MATERIALS PROVIDED:
========================

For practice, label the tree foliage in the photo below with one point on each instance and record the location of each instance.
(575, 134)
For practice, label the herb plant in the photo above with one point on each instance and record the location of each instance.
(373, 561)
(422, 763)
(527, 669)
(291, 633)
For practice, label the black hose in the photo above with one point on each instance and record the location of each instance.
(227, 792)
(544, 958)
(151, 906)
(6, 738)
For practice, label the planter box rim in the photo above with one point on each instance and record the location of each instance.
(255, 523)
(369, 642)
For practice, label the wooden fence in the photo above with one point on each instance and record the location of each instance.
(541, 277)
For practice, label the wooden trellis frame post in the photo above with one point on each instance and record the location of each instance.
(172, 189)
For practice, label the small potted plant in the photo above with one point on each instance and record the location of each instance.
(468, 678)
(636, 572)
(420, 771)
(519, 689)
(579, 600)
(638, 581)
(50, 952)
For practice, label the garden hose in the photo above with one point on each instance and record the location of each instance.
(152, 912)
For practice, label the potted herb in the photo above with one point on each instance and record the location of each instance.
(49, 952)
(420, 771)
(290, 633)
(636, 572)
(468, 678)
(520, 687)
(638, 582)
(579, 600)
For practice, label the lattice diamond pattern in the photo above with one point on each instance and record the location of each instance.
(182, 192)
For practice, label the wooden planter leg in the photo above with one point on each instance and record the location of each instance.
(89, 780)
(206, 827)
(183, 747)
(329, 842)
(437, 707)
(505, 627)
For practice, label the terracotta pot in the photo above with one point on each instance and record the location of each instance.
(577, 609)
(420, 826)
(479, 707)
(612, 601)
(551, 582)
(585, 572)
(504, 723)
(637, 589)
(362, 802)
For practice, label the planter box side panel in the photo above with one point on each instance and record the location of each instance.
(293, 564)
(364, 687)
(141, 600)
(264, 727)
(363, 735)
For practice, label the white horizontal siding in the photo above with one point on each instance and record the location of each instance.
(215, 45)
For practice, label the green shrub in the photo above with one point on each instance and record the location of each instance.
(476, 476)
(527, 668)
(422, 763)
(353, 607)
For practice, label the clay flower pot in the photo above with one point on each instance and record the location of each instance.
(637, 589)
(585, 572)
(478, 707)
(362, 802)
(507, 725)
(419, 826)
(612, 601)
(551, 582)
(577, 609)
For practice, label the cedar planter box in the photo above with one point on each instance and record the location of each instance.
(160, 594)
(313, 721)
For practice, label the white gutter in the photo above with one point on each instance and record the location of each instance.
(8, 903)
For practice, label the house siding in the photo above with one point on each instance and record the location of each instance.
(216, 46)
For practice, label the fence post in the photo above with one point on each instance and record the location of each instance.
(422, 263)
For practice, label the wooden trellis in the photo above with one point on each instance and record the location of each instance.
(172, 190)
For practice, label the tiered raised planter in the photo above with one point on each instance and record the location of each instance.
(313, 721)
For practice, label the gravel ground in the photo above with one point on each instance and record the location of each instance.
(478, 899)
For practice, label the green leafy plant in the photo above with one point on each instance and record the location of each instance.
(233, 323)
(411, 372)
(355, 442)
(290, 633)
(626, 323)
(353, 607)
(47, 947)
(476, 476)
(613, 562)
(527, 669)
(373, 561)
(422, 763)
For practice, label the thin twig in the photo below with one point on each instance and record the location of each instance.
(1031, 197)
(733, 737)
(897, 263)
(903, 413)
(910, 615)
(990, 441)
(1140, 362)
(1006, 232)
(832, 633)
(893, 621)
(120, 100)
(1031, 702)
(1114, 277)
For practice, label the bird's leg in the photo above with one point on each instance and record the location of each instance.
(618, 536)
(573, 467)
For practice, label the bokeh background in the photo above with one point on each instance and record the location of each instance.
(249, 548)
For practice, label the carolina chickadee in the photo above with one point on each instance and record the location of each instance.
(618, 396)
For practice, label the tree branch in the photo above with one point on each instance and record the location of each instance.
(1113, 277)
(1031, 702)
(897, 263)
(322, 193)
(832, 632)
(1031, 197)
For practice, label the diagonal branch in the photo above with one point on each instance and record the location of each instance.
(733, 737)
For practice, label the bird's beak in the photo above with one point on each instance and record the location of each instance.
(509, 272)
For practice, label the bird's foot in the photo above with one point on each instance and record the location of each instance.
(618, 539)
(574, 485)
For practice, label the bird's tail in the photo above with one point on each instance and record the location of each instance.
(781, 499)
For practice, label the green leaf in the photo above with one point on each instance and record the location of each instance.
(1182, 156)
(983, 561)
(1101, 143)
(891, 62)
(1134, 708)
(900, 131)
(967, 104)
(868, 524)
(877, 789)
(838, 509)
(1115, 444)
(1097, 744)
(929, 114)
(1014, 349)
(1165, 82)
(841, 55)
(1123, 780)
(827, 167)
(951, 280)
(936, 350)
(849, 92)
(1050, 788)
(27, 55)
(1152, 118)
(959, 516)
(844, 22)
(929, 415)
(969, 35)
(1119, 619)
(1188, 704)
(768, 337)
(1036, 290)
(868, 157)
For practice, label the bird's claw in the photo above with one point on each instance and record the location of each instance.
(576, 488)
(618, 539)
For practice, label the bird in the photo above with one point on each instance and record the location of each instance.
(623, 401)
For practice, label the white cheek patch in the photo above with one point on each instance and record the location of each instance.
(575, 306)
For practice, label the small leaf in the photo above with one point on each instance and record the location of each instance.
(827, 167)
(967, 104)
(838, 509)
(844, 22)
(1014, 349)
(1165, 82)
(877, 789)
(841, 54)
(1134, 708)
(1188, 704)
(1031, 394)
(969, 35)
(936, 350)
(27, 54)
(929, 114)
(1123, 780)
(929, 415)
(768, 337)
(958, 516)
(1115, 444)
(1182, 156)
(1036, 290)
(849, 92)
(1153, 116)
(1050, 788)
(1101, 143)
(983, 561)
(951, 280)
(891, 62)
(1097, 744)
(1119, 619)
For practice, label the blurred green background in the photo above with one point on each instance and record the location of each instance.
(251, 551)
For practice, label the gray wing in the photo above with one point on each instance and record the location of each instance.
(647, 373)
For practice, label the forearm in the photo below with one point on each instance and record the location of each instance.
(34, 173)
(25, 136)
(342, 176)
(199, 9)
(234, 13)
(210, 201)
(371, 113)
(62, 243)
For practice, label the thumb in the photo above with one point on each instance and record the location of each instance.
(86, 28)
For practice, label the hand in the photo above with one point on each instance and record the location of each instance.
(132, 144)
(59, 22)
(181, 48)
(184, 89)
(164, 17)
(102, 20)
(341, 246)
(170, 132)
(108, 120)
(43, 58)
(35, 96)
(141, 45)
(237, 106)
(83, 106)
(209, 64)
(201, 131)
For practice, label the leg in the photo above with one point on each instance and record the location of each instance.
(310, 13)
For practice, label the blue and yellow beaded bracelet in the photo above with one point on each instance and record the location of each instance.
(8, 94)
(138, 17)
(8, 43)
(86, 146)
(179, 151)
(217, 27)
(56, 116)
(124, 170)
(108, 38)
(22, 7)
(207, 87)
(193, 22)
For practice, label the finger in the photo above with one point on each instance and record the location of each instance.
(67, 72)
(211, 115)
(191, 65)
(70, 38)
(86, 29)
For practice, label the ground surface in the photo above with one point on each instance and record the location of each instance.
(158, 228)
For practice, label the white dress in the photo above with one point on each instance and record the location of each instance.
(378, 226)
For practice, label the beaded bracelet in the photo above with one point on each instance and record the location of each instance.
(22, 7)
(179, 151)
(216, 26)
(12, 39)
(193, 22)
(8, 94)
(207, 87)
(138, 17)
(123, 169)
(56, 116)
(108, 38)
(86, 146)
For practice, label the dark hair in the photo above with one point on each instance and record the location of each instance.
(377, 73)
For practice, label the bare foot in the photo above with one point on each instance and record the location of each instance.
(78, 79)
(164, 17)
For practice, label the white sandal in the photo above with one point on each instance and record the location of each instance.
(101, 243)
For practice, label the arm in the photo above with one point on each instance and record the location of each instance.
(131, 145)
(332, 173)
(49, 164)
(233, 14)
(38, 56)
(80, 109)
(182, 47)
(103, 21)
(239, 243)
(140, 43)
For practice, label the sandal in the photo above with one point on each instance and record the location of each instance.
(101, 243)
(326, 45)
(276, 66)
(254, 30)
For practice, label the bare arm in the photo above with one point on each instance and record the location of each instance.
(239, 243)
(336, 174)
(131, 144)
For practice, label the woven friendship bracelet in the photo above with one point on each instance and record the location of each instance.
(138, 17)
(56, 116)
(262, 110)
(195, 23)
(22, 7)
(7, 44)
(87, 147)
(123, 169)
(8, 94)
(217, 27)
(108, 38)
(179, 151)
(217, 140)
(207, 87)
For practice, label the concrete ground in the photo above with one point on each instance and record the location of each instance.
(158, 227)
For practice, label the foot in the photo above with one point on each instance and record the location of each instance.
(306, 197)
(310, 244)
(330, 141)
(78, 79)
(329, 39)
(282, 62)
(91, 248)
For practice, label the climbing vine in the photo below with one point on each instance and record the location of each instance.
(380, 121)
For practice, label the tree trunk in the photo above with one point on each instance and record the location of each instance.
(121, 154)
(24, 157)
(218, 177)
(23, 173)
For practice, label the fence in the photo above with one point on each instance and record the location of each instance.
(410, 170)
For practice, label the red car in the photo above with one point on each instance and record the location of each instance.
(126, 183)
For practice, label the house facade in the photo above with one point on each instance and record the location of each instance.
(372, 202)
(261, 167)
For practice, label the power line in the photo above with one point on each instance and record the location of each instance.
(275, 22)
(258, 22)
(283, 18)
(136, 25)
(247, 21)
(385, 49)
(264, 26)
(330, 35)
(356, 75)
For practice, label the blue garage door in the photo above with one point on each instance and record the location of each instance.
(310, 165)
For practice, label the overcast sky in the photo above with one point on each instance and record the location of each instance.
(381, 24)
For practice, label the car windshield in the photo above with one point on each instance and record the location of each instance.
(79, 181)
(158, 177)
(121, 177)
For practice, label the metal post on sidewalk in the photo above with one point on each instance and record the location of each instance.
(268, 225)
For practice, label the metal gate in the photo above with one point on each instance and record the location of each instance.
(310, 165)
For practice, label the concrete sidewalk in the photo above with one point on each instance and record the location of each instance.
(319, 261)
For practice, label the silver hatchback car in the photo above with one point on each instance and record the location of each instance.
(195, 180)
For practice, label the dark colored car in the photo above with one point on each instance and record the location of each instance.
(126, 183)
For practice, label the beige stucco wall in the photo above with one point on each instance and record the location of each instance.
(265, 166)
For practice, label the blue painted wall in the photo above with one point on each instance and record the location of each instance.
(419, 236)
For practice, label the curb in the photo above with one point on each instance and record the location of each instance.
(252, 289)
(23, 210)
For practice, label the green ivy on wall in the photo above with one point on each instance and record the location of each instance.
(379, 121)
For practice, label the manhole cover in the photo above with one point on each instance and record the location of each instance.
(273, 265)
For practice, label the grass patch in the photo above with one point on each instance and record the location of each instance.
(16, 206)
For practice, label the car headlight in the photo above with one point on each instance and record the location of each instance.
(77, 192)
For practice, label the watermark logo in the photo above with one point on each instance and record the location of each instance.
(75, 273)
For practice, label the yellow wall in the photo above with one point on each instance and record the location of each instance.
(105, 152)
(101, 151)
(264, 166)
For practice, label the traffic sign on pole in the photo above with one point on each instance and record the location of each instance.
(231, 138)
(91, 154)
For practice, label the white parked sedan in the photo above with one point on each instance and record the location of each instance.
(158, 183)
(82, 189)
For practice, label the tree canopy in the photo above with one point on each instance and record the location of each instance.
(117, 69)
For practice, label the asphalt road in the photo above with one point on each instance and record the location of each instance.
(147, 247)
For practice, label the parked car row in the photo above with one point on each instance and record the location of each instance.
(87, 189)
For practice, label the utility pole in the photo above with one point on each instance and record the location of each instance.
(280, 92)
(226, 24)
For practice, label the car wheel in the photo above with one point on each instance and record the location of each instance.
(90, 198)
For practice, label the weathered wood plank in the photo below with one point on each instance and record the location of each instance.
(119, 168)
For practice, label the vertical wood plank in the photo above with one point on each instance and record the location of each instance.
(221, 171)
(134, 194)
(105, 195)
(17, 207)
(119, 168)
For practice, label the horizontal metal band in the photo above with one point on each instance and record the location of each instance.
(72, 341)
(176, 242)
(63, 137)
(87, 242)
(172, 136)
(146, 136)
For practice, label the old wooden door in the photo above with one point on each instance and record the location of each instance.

========================

YOUR ASSIGNMENT: The line with "For practice, label the car wheel", plus every line after it through the end of the listing, needs to be repeated exactly; nothing else belongs in the reply.

THE COMPLETED TASK:
For practice, label the car wheel in the photo above with one point on each instance and record the location of each instance.
(90, 198)
For practice, label the weathered wood plank in the photo below with one point on each instance and record the location of each instance.
(119, 168)
For practice, label the vertical wood plank in the photo above with one point on each instance and record the location of each instance.
(221, 171)
(134, 194)
(105, 195)
(17, 207)
(119, 168)
For practice, label the horizontal metal band in the photo above with one point on each instance and record the location of each instance.
(72, 341)
(176, 242)
(63, 137)
(87, 242)
(172, 136)
(146, 136)
For practice, label the old wooden door in the photo above with one point on each instance and record the location of each instance.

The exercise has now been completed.